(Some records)
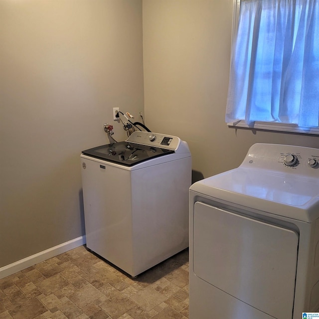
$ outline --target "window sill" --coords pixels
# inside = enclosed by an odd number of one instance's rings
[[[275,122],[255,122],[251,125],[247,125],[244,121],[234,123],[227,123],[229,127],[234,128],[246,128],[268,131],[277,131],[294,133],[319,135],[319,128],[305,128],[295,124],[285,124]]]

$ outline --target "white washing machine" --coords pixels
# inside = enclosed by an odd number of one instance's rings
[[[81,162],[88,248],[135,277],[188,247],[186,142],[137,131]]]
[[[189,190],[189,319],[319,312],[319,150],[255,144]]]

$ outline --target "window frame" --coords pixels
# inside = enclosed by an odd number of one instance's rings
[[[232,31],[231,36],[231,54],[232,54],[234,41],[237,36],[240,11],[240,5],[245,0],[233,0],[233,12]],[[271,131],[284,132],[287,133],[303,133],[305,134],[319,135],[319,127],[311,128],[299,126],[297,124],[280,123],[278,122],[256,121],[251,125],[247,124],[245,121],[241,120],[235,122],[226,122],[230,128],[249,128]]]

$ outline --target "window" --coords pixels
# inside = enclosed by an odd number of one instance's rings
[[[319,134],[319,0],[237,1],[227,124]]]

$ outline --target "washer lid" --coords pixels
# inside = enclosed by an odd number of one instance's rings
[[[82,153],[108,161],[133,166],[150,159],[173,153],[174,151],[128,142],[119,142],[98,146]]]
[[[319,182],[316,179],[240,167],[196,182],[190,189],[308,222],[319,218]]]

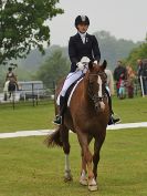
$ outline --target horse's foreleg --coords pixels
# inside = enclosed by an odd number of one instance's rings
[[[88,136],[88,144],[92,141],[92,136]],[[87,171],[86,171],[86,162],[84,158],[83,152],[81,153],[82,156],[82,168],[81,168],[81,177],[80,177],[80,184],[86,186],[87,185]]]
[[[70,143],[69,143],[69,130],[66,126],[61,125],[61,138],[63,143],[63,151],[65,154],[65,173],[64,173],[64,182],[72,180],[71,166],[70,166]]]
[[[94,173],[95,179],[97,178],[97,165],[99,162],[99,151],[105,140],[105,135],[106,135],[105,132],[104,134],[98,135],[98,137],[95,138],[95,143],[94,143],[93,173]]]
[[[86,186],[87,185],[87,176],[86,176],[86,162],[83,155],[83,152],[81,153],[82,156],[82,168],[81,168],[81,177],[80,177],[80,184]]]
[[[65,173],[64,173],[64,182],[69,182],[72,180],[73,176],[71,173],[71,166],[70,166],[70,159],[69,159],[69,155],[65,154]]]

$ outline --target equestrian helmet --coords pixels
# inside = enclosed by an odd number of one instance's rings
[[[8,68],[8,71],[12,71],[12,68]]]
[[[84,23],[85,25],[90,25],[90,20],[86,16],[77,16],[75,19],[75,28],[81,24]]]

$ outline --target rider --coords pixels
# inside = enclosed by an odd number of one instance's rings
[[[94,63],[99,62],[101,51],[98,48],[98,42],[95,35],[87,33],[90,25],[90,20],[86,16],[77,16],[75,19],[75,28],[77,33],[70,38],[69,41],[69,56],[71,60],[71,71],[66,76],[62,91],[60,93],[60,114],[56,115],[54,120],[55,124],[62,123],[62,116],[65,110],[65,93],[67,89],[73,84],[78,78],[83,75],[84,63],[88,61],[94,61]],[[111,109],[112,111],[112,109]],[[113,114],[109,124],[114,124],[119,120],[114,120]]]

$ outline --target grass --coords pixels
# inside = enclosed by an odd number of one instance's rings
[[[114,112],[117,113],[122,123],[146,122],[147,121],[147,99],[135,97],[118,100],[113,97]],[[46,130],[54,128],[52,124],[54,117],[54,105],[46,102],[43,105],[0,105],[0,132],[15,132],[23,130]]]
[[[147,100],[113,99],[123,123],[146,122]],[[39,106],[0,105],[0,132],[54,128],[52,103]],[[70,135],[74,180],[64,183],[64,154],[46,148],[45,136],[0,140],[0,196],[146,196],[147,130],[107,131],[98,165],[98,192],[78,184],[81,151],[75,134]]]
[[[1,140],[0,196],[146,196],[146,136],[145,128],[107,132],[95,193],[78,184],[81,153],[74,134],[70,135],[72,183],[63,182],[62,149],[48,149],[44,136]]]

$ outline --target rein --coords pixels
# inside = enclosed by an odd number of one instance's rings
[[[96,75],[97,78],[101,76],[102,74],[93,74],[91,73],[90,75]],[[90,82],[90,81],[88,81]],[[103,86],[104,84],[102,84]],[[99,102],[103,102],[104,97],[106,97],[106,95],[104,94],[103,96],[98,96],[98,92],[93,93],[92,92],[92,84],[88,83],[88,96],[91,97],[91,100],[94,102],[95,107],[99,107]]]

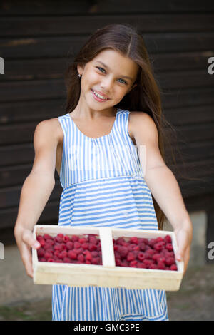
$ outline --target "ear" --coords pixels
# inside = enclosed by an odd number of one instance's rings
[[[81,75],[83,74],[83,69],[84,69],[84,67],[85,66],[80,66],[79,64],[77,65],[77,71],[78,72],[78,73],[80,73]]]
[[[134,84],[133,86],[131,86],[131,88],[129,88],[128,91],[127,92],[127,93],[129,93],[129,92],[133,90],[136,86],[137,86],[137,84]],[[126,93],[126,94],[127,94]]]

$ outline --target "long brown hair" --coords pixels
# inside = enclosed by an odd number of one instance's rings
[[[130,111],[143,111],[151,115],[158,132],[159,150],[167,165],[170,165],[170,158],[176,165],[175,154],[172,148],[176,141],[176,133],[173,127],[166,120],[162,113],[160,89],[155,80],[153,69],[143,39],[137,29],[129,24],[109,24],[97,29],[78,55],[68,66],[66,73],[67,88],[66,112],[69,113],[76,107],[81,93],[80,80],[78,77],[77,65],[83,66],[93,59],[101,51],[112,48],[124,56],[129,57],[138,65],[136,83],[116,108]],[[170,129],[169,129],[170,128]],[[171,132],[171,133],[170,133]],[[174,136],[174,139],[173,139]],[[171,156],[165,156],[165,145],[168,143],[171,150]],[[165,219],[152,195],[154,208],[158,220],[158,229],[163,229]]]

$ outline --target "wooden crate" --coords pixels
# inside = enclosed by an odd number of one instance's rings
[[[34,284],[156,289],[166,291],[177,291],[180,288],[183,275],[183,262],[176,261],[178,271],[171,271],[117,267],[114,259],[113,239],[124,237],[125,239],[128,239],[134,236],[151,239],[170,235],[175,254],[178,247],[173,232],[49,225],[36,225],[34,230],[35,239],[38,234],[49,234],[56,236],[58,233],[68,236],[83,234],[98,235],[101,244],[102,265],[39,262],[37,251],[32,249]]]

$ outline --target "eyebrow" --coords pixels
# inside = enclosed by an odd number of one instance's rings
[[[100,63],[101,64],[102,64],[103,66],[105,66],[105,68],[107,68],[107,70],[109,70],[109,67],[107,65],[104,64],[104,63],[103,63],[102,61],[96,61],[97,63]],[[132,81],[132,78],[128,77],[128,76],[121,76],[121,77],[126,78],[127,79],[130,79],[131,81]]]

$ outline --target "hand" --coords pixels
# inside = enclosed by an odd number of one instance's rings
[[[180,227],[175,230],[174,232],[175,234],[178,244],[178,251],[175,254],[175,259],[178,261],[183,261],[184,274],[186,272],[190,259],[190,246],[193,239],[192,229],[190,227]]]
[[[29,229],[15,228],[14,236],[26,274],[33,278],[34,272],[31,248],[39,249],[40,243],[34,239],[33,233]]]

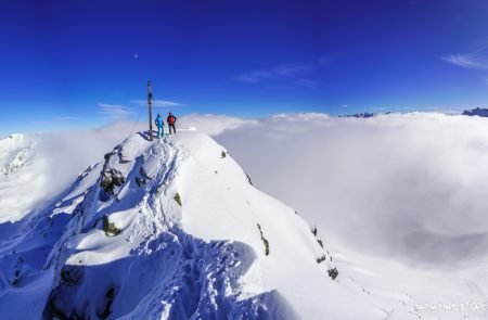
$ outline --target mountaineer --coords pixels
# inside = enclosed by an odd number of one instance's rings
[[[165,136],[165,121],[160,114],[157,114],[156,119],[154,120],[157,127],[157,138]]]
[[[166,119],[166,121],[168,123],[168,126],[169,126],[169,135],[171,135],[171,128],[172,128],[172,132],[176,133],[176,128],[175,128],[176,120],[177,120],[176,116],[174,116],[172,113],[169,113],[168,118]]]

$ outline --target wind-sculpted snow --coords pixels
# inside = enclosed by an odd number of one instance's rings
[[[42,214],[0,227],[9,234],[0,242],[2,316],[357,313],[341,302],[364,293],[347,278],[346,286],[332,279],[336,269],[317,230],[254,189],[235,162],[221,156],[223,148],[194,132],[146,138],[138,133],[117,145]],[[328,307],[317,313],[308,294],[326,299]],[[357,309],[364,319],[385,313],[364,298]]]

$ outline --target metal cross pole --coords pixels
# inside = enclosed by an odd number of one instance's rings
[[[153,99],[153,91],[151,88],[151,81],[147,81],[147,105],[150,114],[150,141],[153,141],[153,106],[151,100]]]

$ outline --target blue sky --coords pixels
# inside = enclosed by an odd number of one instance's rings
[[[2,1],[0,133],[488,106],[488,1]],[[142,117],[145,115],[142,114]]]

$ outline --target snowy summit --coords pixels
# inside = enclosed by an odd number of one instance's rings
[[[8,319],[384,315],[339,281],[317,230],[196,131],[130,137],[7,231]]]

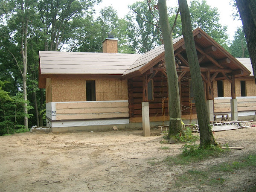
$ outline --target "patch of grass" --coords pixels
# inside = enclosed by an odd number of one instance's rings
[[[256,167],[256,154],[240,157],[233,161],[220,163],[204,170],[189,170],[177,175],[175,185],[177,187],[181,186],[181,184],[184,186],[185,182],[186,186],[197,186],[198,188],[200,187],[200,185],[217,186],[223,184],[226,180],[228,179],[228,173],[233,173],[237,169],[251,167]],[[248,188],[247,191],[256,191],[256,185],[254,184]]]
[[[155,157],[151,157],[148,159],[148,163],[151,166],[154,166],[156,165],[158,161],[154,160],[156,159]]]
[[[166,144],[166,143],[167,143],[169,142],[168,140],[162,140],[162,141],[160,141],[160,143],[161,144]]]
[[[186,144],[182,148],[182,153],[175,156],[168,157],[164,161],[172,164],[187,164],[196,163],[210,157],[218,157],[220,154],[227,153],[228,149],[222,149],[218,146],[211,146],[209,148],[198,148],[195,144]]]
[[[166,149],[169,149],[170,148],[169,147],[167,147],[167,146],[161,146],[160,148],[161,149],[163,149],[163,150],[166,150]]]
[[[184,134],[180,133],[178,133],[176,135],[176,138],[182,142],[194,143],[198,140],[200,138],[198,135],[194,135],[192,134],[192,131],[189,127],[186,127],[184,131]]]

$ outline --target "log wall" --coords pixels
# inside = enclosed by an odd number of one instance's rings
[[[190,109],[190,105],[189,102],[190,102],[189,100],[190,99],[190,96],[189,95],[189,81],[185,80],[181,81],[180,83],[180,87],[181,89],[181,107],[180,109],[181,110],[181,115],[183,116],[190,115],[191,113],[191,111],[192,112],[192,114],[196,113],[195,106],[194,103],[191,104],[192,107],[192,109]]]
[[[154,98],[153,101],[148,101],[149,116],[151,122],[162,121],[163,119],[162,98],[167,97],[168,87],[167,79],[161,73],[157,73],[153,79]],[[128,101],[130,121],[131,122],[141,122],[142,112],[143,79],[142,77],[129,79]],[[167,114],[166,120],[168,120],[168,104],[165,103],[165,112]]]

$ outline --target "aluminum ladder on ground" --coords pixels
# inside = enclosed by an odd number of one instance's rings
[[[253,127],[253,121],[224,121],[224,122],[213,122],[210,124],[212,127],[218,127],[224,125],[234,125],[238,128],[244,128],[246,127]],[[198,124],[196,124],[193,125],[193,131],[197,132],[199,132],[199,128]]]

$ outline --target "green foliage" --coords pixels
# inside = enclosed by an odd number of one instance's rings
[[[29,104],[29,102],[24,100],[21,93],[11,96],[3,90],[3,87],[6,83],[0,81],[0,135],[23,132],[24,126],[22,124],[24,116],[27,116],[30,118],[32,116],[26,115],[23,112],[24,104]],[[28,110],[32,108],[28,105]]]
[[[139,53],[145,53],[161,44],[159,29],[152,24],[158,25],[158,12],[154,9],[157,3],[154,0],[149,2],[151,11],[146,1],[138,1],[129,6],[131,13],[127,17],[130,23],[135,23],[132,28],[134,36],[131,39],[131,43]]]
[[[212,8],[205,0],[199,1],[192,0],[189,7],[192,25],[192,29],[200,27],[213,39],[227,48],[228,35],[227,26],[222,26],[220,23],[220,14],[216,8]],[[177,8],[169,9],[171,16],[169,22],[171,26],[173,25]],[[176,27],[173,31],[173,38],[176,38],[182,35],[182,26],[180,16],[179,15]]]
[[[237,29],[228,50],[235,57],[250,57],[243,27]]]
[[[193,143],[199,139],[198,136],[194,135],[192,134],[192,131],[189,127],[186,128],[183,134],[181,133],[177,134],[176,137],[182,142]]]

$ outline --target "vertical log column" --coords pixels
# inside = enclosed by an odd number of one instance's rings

**Instructions for the task:** Return every line of the listing above that contains the string "grass", copied in full. Count only matches with the same capitalization.

**Output:**
$ outline --target grass --coords pixels
$ outline --target "patch of grass" --coords pixels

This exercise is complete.